Listed records —
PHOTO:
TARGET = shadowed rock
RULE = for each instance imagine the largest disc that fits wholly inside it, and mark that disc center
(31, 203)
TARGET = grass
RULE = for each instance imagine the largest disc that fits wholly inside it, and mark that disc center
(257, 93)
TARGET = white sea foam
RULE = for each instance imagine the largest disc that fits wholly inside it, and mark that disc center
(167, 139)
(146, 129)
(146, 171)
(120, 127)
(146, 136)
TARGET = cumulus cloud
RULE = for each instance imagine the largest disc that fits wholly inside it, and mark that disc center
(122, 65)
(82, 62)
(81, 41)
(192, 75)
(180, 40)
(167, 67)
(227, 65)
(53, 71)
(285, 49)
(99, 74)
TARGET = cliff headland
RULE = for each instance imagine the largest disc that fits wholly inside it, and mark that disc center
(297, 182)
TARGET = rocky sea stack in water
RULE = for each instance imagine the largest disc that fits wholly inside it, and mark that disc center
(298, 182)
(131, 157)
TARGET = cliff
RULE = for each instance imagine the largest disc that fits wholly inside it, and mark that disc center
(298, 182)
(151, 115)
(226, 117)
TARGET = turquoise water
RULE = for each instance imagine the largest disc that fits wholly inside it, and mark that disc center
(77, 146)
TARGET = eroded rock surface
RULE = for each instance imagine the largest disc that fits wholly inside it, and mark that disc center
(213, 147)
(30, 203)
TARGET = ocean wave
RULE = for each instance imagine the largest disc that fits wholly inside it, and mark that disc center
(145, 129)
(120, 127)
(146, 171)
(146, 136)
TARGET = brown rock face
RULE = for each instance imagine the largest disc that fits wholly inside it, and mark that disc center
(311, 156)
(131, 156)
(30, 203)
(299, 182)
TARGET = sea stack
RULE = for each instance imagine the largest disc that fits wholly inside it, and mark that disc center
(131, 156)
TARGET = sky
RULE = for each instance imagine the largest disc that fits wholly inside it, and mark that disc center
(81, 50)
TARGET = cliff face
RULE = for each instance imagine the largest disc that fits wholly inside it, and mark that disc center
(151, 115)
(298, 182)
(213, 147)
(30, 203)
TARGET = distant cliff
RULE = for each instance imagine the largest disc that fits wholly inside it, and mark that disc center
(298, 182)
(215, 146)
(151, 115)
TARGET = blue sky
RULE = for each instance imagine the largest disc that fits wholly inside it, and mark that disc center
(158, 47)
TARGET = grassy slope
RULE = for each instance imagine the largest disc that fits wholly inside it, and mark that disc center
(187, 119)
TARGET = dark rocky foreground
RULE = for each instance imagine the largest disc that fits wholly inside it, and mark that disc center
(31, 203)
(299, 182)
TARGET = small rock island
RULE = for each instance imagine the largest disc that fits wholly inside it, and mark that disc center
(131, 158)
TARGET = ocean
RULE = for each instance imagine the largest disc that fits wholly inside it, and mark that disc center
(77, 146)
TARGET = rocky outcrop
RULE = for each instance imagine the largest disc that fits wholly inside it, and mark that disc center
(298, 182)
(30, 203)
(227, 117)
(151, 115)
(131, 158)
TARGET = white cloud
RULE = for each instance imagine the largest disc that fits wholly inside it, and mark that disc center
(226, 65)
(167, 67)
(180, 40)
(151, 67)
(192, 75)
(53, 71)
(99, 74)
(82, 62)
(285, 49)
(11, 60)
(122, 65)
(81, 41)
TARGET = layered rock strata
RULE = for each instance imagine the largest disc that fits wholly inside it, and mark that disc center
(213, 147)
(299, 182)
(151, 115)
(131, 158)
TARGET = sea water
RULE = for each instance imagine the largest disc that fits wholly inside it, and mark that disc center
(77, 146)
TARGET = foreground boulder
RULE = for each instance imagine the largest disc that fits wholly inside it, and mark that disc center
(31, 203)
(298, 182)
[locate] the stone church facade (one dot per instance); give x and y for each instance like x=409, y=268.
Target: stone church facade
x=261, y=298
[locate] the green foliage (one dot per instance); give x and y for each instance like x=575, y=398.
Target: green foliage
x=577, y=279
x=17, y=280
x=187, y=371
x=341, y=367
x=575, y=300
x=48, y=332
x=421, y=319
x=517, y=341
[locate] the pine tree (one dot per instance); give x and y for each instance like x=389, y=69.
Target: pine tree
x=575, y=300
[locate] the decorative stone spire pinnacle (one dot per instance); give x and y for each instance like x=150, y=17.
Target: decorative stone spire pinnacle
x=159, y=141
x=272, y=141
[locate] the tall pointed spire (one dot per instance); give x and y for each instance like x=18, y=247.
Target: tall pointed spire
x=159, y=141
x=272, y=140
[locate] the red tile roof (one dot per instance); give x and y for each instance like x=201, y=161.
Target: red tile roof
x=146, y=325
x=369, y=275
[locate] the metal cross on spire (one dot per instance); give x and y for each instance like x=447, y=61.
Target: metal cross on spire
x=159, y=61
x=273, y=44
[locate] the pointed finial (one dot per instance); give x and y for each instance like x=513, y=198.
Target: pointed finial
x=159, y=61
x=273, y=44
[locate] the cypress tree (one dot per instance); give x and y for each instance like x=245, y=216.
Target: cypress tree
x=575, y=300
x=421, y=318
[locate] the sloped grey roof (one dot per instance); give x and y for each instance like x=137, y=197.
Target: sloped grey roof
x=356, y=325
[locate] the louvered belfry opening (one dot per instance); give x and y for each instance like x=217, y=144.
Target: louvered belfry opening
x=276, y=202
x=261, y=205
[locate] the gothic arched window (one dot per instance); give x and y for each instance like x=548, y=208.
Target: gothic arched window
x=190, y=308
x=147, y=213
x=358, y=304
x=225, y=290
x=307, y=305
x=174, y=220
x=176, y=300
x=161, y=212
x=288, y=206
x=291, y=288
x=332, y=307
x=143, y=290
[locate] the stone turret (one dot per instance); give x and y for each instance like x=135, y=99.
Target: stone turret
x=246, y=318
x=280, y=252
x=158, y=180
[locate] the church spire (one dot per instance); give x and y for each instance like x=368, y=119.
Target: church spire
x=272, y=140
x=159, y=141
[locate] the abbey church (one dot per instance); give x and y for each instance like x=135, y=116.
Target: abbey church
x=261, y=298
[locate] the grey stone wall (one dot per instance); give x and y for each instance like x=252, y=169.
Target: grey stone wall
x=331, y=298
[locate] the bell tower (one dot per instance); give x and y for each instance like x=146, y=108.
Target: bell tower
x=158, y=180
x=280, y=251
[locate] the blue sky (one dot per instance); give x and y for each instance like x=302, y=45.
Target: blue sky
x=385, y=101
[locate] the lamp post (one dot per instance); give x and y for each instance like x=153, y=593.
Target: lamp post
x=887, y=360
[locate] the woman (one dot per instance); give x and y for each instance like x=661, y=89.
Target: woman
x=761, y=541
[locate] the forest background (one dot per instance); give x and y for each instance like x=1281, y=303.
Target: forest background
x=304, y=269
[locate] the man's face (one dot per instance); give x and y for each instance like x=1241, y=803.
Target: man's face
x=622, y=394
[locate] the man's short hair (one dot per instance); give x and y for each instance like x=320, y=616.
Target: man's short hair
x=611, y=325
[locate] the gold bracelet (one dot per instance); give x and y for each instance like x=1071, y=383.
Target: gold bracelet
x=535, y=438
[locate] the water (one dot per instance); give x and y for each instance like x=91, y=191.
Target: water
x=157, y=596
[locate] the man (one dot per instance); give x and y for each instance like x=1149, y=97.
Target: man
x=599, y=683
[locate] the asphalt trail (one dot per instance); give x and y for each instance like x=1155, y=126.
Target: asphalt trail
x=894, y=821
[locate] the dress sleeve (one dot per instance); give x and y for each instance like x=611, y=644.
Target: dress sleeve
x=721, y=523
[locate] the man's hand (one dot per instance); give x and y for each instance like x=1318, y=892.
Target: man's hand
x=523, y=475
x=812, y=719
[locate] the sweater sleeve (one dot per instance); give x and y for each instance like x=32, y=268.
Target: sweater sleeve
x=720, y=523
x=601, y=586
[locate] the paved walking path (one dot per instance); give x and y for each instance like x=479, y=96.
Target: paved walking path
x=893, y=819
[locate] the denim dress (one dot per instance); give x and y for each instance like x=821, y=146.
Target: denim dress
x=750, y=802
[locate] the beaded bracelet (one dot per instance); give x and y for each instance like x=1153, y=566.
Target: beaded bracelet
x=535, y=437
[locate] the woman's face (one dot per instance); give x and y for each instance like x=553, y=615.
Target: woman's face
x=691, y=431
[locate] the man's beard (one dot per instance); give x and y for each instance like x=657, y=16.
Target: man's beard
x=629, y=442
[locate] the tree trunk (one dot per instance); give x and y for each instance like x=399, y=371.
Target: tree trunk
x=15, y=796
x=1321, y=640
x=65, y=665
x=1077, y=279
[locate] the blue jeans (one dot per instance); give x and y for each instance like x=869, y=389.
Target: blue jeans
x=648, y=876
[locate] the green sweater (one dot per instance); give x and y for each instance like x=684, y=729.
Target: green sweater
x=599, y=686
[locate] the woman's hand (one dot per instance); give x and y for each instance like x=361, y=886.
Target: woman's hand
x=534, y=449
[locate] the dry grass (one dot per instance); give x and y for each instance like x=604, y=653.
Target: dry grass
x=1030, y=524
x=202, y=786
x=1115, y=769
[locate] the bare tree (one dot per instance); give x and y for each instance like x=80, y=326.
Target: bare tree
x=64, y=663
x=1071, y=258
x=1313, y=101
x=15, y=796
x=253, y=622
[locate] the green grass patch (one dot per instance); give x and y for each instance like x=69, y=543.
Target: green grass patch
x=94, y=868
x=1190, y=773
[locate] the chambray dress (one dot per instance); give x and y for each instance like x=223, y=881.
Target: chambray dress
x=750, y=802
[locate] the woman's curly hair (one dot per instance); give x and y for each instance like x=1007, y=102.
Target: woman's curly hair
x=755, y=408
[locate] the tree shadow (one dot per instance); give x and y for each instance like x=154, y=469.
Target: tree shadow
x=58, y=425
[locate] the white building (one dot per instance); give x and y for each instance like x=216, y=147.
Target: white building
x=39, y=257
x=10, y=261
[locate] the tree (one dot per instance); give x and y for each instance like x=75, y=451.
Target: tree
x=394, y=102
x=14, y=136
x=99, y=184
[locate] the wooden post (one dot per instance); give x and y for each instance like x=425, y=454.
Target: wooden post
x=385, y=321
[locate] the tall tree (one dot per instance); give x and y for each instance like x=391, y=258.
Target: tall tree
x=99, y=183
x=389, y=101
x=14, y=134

Set problem — Through the last line of the entries above, beginning at the line containing "[locate] the woman's curly", transcribe each line exactly, both ends included and nothing more.

Written solution —
[locate] the woman's curly hair (one dot per instance); give x and y for each instance like x=1007, y=102.
Target: woman's curly hair
x=755, y=408
[locate] the tree shadow (one dot per instance); give x and y for each instance like x=154, y=469.
Target: tree shadow
x=58, y=425
[locate] the white building (one dot per instance); give x and y for each instance like x=216, y=147.
Target: white building
x=39, y=257
x=10, y=261
[locate] the tree (one dot per instance); give x and y for each instance like x=75, y=451.
Target: tree
x=394, y=102
x=14, y=136
x=99, y=184
[locate] the wooden post (one dot per instance); give x and y for each instance like x=425, y=454.
Target: wooden post
x=385, y=321
[locate] the tall tree (one dot per instance); give x and y for each instance like x=391, y=258.
Target: tall tree
x=99, y=183
x=389, y=101
x=14, y=134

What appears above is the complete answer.